Source passage:
[Start of section]

Ammi showered her children with love. When they got married, she showed the same level of love for her sons- and daughters-in-law. They too reciprocated with all their heart.

After living a very successful life, Ammi fell prey to the parasitical disease called dementia. When this exactly happened is hard to say as it is impossible to put a finger on its onset. Symptoms start to appear so subtly that it takes time before those close to the patient realise that the changes they notice are actually symptoms that call for medical attention.

She had already been suffering from arthritis for many years before dementia struck. Ammi could no longer accompany Abbu for walks, so he would seat her in a wheelchair and take her out for a stroll. Ammi would hesitantly protest by saying that she did not like to see him push her wheelchair. Abbu would say: “You served my parents while I was away in Africa, can I not even do this much?”

[End of section]

Problem set:
a - From the passage about Ammi, copy the words beginning at "Ammi showered her" and ending after "all their heart.".
b - According to the passage about Ammi, what illness had she already had for many years before dementia struck?
c - List everyone the passage about Ammi says she showed love for.

Listed entries:

[Start of section]

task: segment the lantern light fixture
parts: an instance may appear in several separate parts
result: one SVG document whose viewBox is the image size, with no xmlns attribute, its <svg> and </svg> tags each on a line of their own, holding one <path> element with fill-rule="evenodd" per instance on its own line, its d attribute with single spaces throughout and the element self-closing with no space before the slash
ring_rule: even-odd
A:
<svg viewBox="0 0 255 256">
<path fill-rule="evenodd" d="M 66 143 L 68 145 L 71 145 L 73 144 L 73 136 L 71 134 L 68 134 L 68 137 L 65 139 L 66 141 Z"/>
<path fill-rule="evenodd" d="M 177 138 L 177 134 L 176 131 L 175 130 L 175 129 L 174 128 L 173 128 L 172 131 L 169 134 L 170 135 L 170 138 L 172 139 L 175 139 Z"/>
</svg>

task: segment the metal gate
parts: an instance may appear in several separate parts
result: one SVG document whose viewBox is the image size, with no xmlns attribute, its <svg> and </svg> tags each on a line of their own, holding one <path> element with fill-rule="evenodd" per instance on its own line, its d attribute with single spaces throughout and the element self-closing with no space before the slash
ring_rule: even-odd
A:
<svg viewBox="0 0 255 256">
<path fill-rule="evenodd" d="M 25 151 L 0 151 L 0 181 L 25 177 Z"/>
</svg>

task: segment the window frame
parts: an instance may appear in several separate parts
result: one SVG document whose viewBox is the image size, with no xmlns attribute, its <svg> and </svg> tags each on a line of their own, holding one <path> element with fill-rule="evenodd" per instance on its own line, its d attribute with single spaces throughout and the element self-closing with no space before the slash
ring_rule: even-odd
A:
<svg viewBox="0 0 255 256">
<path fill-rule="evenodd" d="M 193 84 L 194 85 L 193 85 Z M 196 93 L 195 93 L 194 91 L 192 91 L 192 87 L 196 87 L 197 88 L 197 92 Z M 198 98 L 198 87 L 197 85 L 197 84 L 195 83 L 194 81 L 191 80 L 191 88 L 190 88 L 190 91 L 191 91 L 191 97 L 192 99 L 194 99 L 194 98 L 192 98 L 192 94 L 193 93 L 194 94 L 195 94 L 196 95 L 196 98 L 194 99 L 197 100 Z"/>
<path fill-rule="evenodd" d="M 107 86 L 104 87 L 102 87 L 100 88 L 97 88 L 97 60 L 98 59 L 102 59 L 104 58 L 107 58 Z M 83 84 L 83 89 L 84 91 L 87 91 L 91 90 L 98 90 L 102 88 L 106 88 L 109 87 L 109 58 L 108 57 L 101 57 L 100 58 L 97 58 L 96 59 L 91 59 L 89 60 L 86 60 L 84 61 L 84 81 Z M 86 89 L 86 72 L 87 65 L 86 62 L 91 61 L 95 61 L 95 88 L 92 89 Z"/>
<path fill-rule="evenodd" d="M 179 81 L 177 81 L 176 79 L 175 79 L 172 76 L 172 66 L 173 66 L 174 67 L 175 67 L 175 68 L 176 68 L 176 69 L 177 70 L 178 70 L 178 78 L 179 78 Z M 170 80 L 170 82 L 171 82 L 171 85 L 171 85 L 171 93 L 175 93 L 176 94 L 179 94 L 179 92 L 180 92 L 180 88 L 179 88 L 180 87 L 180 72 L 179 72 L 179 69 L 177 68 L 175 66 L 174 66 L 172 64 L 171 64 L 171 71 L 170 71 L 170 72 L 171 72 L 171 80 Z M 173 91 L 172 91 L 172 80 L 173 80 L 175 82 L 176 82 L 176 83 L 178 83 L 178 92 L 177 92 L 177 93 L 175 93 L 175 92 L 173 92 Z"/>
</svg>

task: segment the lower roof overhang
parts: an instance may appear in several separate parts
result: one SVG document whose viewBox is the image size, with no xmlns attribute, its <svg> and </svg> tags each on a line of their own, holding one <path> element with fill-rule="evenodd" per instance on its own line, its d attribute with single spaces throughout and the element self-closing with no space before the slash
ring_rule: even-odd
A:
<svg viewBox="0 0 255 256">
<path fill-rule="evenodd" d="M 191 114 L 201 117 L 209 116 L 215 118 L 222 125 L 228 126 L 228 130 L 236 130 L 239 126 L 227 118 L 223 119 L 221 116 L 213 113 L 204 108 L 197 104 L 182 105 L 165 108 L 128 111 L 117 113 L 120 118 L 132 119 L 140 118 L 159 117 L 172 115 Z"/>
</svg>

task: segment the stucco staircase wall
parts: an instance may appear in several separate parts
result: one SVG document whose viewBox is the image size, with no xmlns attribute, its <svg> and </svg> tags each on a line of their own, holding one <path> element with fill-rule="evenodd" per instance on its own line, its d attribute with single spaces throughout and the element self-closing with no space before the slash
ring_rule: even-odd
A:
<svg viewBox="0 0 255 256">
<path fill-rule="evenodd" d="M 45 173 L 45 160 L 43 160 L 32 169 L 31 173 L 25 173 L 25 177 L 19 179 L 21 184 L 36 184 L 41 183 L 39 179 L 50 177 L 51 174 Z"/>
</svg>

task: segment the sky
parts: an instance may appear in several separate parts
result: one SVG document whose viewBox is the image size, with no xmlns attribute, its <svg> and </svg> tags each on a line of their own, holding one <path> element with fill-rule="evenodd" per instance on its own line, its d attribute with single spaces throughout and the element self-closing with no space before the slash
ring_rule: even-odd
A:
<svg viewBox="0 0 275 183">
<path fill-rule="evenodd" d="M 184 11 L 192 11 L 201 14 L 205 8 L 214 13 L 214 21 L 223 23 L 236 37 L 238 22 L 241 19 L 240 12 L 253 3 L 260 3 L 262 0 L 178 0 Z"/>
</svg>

[End of section]

Solutions to each task:
a -
Ammi showered her children with love. When they got married, she showed the same level of love for her sons- and daughters-in-law. They too reciprocated with all their heart.

b - Arthritis

c -
Her children
Her sons-in-law
Her daughters-in-law